Arrange the part of the entries that opens at their very start and closes with the line containing "178L468 180L460 190L461", that line included, as a numbered list, omitting blank lines and the pictures.

• [RECORDS TO USE]

•••••

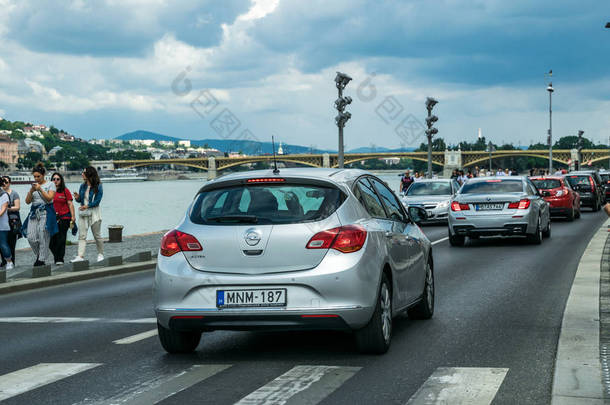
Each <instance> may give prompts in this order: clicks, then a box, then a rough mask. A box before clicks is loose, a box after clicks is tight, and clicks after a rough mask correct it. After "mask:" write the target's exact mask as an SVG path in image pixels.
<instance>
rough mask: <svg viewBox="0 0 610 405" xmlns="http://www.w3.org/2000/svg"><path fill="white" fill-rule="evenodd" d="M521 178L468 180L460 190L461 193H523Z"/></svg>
mask: <svg viewBox="0 0 610 405" xmlns="http://www.w3.org/2000/svg"><path fill="white" fill-rule="evenodd" d="M522 192H523V183H522V182H521V180H484V181H476V182H467V183H466V184H464V185H463V186H462V189H461V190H460V193H461V194H504V193H522Z"/></svg>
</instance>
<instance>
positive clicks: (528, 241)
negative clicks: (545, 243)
mask: <svg viewBox="0 0 610 405" xmlns="http://www.w3.org/2000/svg"><path fill="white" fill-rule="evenodd" d="M527 241H528V242H529V243H533V244H534V245H539V244H541V243H542V229H541V227H540V217H538V223H537V224H536V231H535V232H534V233H533V234H530V235H527Z"/></svg>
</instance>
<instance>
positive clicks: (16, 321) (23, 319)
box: [0, 316, 157, 323]
mask: <svg viewBox="0 0 610 405" xmlns="http://www.w3.org/2000/svg"><path fill="white" fill-rule="evenodd" d="M73 322H103V323H157V318H141V319H111V318H109V319H107V318H79V317H62V316H13V317H4V318H0V323H73Z"/></svg>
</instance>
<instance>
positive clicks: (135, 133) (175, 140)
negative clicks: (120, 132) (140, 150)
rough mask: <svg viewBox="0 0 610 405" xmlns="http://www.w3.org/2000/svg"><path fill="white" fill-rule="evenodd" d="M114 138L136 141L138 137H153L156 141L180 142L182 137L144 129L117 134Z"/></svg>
mask: <svg viewBox="0 0 610 405" xmlns="http://www.w3.org/2000/svg"><path fill="white" fill-rule="evenodd" d="M114 139H120V140H122V141H135V140H138V139H139V140H144V139H152V140H154V141H172V142H178V141H179V140H180V139H178V138H174V137H172V136H167V135H162V134H157V133H156V132H150V131H142V130H138V131H133V132H128V133H126V134H123V135H120V136H117V137H116V138H114Z"/></svg>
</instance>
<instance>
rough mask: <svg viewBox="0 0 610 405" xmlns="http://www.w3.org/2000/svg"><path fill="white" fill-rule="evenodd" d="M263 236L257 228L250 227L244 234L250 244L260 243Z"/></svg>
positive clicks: (255, 245)
mask: <svg viewBox="0 0 610 405" xmlns="http://www.w3.org/2000/svg"><path fill="white" fill-rule="evenodd" d="M261 238H262V234H261V232H260V231H259V230H257V229H248V230H247V231H246V234H245V235H244V239H245V240H246V243H247V244H248V245H250V246H256V245H258V242H260V241H261Z"/></svg>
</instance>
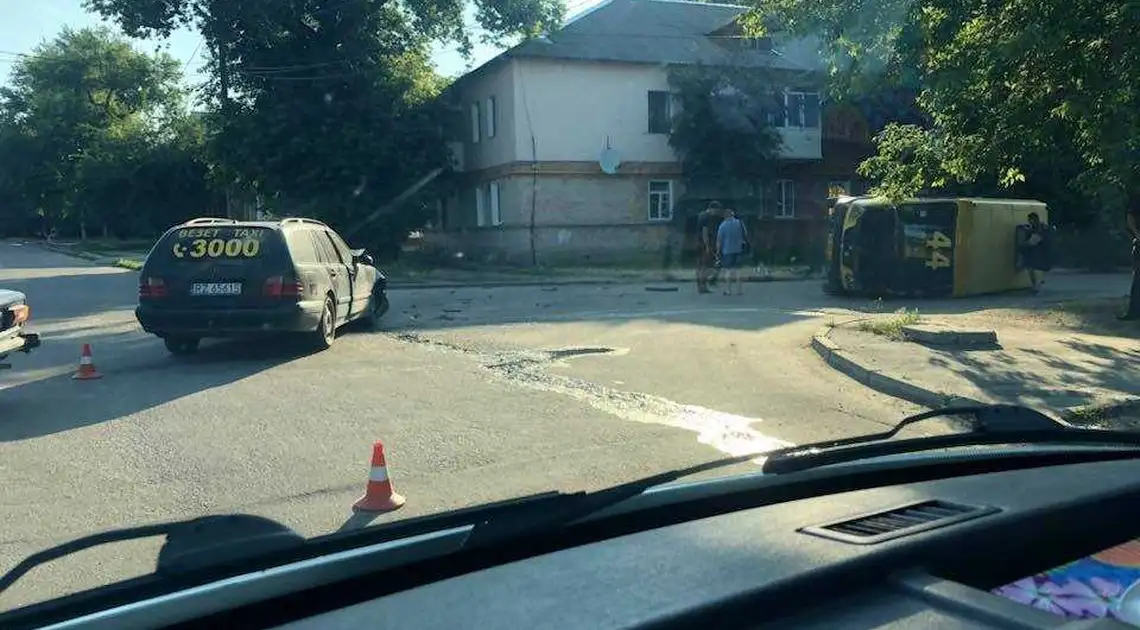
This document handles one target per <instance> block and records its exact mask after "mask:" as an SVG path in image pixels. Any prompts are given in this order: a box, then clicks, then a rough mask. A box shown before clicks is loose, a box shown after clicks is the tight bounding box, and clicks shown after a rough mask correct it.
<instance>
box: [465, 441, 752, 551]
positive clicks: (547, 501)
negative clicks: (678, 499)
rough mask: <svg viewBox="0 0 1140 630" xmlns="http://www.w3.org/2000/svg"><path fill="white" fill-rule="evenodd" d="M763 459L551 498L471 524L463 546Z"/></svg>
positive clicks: (682, 471)
mask: <svg viewBox="0 0 1140 630" xmlns="http://www.w3.org/2000/svg"><path fill="white" fill-rule="evenodd" d="M763 457H765V453H764V452H763V451H757V452H754V453H750V455H738V456H732V457H723V458H720V459H712V460H710V461H706V463H703V464H698V465H695V466H687V467H684V468H676V469H673V471H667V472H665V473H658V474H655V475H650V476H648V477H642V478H638V480H635V481H632V482H627V483H622V484H619V485H612V486H610V488H605V489H602V490H596V491H593V492H572V493H561V494H556V496H552V497H551V498H549V499H546V500H540V501H535V502H534V504H528V505H524V506H520V509H519V510H508V512H504V513H500V514H496V515H495V517H492V518H489V519H487V521H483V522H481V523H478V524H475V527H474V530H472V532H471V534H470V535H469V537H467V540H466V541H465V542H464V547H473V546H480V545H495V543H497V542H502V541H504V540H510V539H514V538H516V537H520V535H527V534H534V533H539V532H545V531H549V530H552V529H555V527H560V526H563V525H569V524H571V523H573V522H576V521H580V519H583V518H586V517H587V516H591V515H593V514H595V513H598V512H601V510H603V509H605V508H608V507H611V506H616V505H618V504H620V502H622V501H626V500H628V499H633V498H634V497H637V496H640V494H642V493H643V492H645V491H646V490H650V489H652V488H655V486H658V485H663V484H667V483H671V482H675V481H678V480H681V478H684V477H687V476H691V475H695V474H699V473H703V472H707V471H714V469H717V468H724V467H727V466H734V465H736V464H746V463H748V461H752V460H755V459H757V458H763Z"/></svg>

•••••

• [WORKED SOLUTION]
1. Each <instance> may give prompts in this order: clicks, then a box, then a rough mask. A box before clicks is loose, a box after clicks is tight, and clicks after a rough mask correct it. After "mask:" write the target's exact mask as an SVG path in image pixels.
2. <instance>
3. rough mask: <svg viewBox="0 0 610 405" xmlns="http://www.w3.org/2000/svg"><path fill="white" fill-rule="evenodd" d="M521 178L468 180L460 190L461 193H523Z"/></svg>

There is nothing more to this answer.